### [WHAT IS ASKED]
Write out exactly, please, the lines from the one containing "Could you provide the mask of every instance of the white" to the end of the material.

━━━━━ INPUT RECORDS ━━━━━

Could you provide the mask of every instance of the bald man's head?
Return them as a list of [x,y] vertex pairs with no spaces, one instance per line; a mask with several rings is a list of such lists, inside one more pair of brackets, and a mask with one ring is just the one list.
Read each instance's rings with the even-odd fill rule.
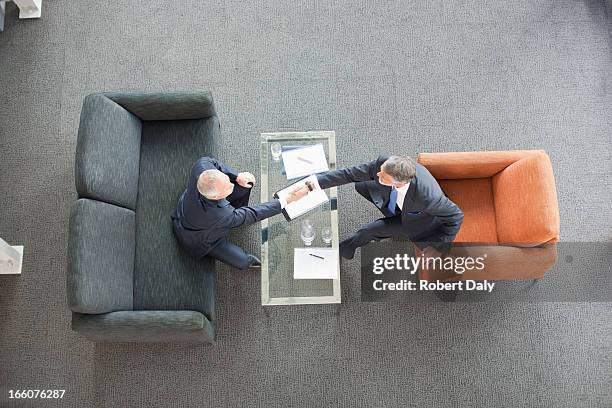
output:
[[219,170],[204,170],[198,177],[198,191],[209,200],[221,200],[232,194],[234,184]]

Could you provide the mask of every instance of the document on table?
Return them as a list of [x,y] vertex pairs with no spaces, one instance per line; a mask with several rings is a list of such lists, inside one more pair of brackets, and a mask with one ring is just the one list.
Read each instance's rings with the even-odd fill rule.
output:
[[274,194],[274,196],[277,198],[286,198],[290,191],[292,191],[296,187],[305,186],[307,181],[312,182],[314,190],[310,191],[305,197],[302,197],[297,201],[287,204],[283,209],[283,215],[289,221],[299,217],[302,214],[306,214],[308,211],[317,208],[321,204],[329,201],[329,197],[327,197],[325,190],[321,190],[321,187],[319,186],[319,181],[317,180],[317,176],[315,176],[314,174],[298,181],[297,183],[290,185],[289,187],[280,190],[279,192]]
[[287,180],[329,170],[322,144],[284,150],[281,155]]
[[293,279],[338,279],[338,250],[295,248]]

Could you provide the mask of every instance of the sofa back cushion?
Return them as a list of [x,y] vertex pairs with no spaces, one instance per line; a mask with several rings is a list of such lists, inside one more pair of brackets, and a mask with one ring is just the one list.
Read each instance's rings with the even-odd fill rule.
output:
[[77,200],[70,215],[70,309],[91,314],[132,310],[134,249],[134,211]]
[[85,98],[75,158],[80,197],[135,209],[140,119],[103,94]]
[[537,152],[493,176],[497,238],[536,246],[559,239],[559,207],[552,164]]

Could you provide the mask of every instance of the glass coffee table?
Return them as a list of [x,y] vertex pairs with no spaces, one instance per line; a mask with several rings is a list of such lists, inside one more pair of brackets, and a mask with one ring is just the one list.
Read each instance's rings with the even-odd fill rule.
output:
[[[336,134],[334,132],[282,132],[261,134],[261,202],[273,199],[274,193],[299,180],[287,180],[282,173],[280,146],[323,145],[330,170],[336,168]],[[274,154],[273,154],[274,150]],[[331,247],[338,251],[338,210],[336,187],[325,190],[329,201],[287,221],[282,214],[261,222],[261,304],[296,305],[340,303],[340,271],[336,279],[294,279],[295,248],[305,247],[300,238],[302,220],[308,219],[316,233],[311,247]],[[324,228],[331,229],[331,244],[321,237]],[[337,266],[338,267],[338,266]]]

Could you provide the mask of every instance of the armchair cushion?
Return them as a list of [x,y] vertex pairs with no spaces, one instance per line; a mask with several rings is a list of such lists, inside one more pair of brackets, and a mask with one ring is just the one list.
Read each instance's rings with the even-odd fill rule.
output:
[[70,216],[67,293],[79,313],[132,310],[135,214],[81,198]]
[[491,178],[439,180],[444,193],[463,211],[455,242],[497,243]]
[[85,98],[75,158],[79,197],[136,207],[141,131],[140,120],[106,96]]
[[536,246],[559,238],[559,208],[550,159],[536,152],[493,176],[497,237]]

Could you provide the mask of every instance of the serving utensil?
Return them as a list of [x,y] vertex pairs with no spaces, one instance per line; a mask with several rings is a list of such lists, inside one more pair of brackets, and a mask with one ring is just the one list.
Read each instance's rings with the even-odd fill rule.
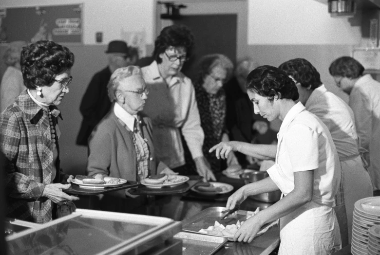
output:
[[236,211],[237,211],[239,209],[240,209],[240,204],[237,204],[237,205],[236,205],[235,206],[235,207],[234,208],[233,208],[231,209],[225,210],[222,211],[222,213],[226,213],[226,212],[227,213],[226,214],[226,215],[222,217],[220,219],[221,220],[225,219],[226,219],[227,218],[227,217],[228,217],[228,216],[231,215],[232,214],[233,214],[233,213],[234,213],[235,212],[236,212]]

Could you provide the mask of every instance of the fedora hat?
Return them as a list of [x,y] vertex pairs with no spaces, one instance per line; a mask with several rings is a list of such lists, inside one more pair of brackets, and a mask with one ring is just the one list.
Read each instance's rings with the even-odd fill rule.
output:
[[124,53],[129,54],[127,43],[124,41],[112,41],[108,44],[108,49],[106,53]]

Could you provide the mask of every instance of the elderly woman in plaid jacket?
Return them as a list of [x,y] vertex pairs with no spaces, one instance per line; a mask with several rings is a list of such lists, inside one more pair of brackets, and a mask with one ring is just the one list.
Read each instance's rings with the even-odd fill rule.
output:
[[64,193],[73,176],[59,172],[57,106],[69,92],[74,54],[52,41],[24,47],[20,64],[26,90],[0,114],[5,156],[7,216],[37,223],[53,219],[56,204],[79,199]]

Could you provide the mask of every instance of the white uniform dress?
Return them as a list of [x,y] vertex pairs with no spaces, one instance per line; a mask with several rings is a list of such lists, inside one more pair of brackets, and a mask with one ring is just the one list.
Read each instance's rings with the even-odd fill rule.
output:
[[298,103],[284,119],[277,138],[276,164],[267,171],[284,195],[294,188],[295,172],[314,172],[312,200],[280,219],[279,254],[331,254],[341,246],[339,226],[332,208],[341,170],[328,129]]
[[375,189],[380,189],[380,83],[365,74],[355,83],[349,105],[354,111],[361,146],[369,151],[368,173]]
[[[363,166],[358,149],[354,113],[347,104],[328,91],[323,85],[313,91],[305,107],[327,126],[337,148],[342,169],[341,183],[343,183],[342,198],[346,209],[350,240],[355,203],[362,198],[372,197],[373,194],[371,179]],[[342,201],[336,201],[338,205],[342,203]]]

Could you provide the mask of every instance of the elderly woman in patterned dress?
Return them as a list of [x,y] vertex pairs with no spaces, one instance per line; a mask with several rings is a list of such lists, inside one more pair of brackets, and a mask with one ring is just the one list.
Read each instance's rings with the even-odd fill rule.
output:
[[[228,141],[226,123],[226,93],[223,84],[230,78],[233,64],[222,54],[210,54],[199,61],[197,79],[194,84],[201,126],[205,132],[203,153],[211,164],[213,172],[220,172],[224,166],[222,162],[209,152],[215,144]],[[239,166],[234,153],[227,159],[227,165]]]
[[0,151],[5,157],[7,216],[42,223],[57,204],[77,200],[62,191],[72,176],[59,172],[61,117],[57,106],[69,92],[74,55],[51,41],[24,47],[20,61],[27,89],[0,114]]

━━━━━

### [RESULT BELOW]
Could you provide the mask of every instance of the white uniform dress?
Return them as a list of [x,y] vertex pairs with no spaces, one instance per line; a mask with several rings is a list of such lists, inside one more pair of brackets, and a mask with one ring is just the one list.
Read each instance's rings with the even-odd fill rule.
output:
[[298,103],[284,119],[277,138],[276,164],[267,171],[284,195],[294,188],[295,172],[314,172],[312,200],[280,219],[279,254],[331,254],[341,246],[339,226],[332,208],[341,170],[328,129]]
[[375,189],[380,189],[380,83],[365,74],[355,83],[349,105],[354,111],[361,146],[369,151],[368,173]]
[[[363,166],[358,149],[354,113],[347,104],[328,91],[323,85],[313,91],[305,107],[327,126],[337,148],[342,169],[341,183],[343,183],[342,198],[346,209],[350,240],[355,203],[362,198],[372,197],[373,194],[371,179]],[[342,201],[336,201],[338,205],[342,203]]]

Could you provide the mask of every instance of the elderly woman in patterned dress?
Return them as a list of [x,y] vertex pairs with no spaces, one instance per line; a mask with several rings is a list of such lists, inside one more pair of brackets, and a mask with one ring is just the one list.
Read each instance's rings with the even-odd fill rule.
output:
[[[228,141],[226,123],[226,93],[223,84],[230,78],[233,64],[222,54],[210,54],[199,61],[197,79],[194,84],[201,126],[205,132],[203,153],[211,164],[213,172],[220,172],[224,166],[222,162],[209,152],[215,144]],[[239,166],[234,153],[227,159],[227,165]]]
[[0,151],[5,157],[7,216],[42,223],[57,204],[77,200],[62,191],[72,176],[59,172],[61,117],[57,106],[69,92],[74,55],[51,41],[24,47],[20,61],[27,89],[0,114]]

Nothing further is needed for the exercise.